• _Records for the task_:
* * * * *

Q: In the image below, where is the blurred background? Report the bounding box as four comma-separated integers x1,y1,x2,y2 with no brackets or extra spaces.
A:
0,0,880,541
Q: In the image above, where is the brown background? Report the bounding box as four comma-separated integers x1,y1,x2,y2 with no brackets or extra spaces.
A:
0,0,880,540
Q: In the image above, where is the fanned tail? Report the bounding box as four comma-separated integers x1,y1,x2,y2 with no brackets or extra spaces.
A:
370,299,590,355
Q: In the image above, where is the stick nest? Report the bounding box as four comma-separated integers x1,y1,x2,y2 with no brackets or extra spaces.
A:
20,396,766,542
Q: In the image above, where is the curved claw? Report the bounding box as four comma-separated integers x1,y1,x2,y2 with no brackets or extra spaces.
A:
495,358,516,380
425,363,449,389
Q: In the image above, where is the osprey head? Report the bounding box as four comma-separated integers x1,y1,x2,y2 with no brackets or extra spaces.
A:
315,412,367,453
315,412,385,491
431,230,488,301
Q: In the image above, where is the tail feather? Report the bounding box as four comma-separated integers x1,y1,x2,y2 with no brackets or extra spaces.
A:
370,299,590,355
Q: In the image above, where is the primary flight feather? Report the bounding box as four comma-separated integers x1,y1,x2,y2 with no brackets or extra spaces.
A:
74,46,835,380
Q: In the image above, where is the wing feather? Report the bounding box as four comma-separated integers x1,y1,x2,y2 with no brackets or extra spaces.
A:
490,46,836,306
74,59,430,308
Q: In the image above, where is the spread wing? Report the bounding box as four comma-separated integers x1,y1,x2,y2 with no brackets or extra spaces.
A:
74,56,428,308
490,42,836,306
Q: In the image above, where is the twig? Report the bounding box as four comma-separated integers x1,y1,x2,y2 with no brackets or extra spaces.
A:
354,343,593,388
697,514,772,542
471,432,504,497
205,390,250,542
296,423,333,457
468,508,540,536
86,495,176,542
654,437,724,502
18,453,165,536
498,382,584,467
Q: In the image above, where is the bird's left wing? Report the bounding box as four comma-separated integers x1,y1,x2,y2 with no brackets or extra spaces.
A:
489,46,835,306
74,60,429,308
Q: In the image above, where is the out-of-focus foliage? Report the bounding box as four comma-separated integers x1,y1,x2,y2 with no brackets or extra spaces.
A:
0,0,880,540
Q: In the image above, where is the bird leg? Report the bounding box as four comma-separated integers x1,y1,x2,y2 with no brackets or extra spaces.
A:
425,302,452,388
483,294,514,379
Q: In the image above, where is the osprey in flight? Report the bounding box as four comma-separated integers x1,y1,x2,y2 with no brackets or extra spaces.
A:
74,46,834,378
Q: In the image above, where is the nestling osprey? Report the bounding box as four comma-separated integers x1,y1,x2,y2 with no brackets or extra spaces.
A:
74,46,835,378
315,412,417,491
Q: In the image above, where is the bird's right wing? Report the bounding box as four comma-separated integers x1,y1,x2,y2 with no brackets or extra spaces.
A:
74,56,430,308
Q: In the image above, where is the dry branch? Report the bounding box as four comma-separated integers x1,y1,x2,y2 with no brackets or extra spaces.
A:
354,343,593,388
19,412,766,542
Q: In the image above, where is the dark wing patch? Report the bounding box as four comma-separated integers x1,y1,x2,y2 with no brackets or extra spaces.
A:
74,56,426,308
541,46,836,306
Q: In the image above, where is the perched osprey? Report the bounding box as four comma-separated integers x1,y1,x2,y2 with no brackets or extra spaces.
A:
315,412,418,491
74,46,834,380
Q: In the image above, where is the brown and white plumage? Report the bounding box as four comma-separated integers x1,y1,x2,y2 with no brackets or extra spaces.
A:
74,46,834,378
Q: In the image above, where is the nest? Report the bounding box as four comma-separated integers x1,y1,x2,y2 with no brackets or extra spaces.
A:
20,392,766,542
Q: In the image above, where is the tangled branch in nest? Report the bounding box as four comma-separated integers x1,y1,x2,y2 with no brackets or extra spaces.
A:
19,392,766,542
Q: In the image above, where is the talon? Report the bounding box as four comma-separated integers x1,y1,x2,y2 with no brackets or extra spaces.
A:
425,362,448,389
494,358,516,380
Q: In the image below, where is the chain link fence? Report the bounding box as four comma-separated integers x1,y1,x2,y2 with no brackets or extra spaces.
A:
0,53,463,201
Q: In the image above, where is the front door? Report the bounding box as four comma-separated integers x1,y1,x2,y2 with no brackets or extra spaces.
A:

* * * * *

Every record should be given again exactly.

Q: In the image below, where is the blurred background? Report the bounding box as four comma-separated integers x1,y1,x2,y2 with no brackets or extra spaces.
A:
0,0,880,541
Q: In the image above, where is the brown background? Report the bounding box as four comma-separated integers x1,y1,x2,y2 with no brackets or extra spaces.
A:
0,0,880,540
Q: In the image above, where is the fanned tail? Report the bounding box as four comma-separated integers x1,y1,x2,y2 with no brackets or extra spaces.
A:
370,299,590,355
Q: In the image above, where is the stick nest? Report the bounding box as four comma-separated integers x1,y1,x2,y2 with no brackets or extra spaces.
A:
20,396,766,542
Q: In the image above, where is the curved claw? Report the bounding box as four comma-separated integers x1,y1,x2,y2 with no brackets or extra spaces.
A:
495,358,516,380
425,363,449,389
Q: In the image above, where is the osprey head? Report the bounding box as four comma-separated integers x1,y1,x2,y2 with no brackets or extra spaces.
A:
315,412,367,453
315,412,385,491
431,230,488,301
Q: In the image above, where is the tail feather? Report the bounding box as four comma-separated integers x1,y1,x2,y2 with no brackets or extra spaces.
A:
370,299,590,355
Q: In the image above, where is the primary flight feather? Report the bounding box as four comma-separated integers x1,y1,x2,y2 with no brackets or extra spaces.
A:
74,46,835,380
Q: In the image above, where is the wing feather? Report the bounding box as four comma-separated integers x1,y1,x2,y2 with no brackets or extra spaces.
A:
490,46,836,306
74,59,430,308
Q: In the image above, where is the spread wing? Report the bounding box as four comma-separated integers x1,y1,x2,y2 with no brackets or extra spaces.
A:
74,56,428,308
490,42,836,306
Q: In the image above, where is the twig? Report the bounding box as four comma-separated integers x1,y1,x2,y2 with no brackets or extra spaces.
A:
354,343,593,388
697,514,772,542
471,432,504,497
205,390,250,542
296,423,333,457
468,508,540,536
86,495,176,542
654,437,724,502
18,453,165,536
498,382,584,467
Q: In the image above, where is the bird's left wing? Report the bounding box as four comma-separated integers x1,y1,x2,y2 with no brackets or extra spaces.
A:
489,46,835,306
74,60,429,308
Q: In the image above, where is the out-of-focus foliage? Report the bounding box as four comma-separated integers x1,y1,x2,y2 with no brackets or extra spaces.
A:
0,0,880,540
Q: In the image above, where is the bird leg? Report the bounding box as four comma-separated integers x1,y1,x2,y2 with no brackets or extra spaces.
A:
425,302,452,388
483,294,514,379
Q: In the image above, where is the osprey in flight? Report the bounding box as four comma-separated integers x1,y1,x2,y2 with no brackets or extra spaces.
A:
74,46,834,378
Q: In the image above, where is the nestling osprey? Report the bounding box as four comma-separated integers x1,y1,x2,y2 with no brackets or extra spaces.
A:
74,46,835,378
315,412,417,491
Q: In the image above, where is the bird's right wing? Report the bounding box as four comma-separated integers x1,y1,x2,y2 with no brackets or extra spaces.
A:
74,56,430,308
Q: In the image above, where is the dry branch? Report the bounding box as four comma-separated integers x1,y1,x2,y2 with no brackets or extra spaces.
A:
354,343,593,388
19,412,766,542
Q: In the image above, where is the dark wing patch? Report the bounding box as four comma-separated integers x1,y1,x2,y2 with no brackets or extra spaces.
A:
74,56,426,308
541,46,836,306
Q: In the image above, where is the perched osprey? Report the bounding box as four comma-separated integers x1,y1,x2,y2 with no brackets or extra spaces.
A:
315,412,418,491
74,46,834,380
Q: In the image above, where is the brown and white plumage? Report the bounding box as four comma-separated integers x1,y1,x2,y2 with no brackets or extra spaces.
A:
74,46,834,378
Q: In the image above, where is the nest? Report the bounding box as four comma-separated integers x1,y1,x2,y2 with no brackets or extra spaces.
A:
20,392,766,542
Q: In the image above, where is the tangled branch in nest? Report the bounding box as four comma-separated integers x1,y1,x2,y2 with no brackets or extra spaces.
A:
19,392,766,542
Q: In the image above, where is the talon? Report the bounding box as four comma-separated integers x1,y1,x2,y2 with no brackets or extra spaces.
A:
425,362,448,389
494,358,516,380
Q: In the image below, where is the chain link fence? Report the bounding box as four comma-separated integers x1,y1,x2,y2 with no brackets or extra spaces.
A:
0,53,463,201
Q: In the image above, where is the front door? Report the bounding box as four comma-separated integers x1,y1,x2,y2 with no brackets or extra spaces.
A:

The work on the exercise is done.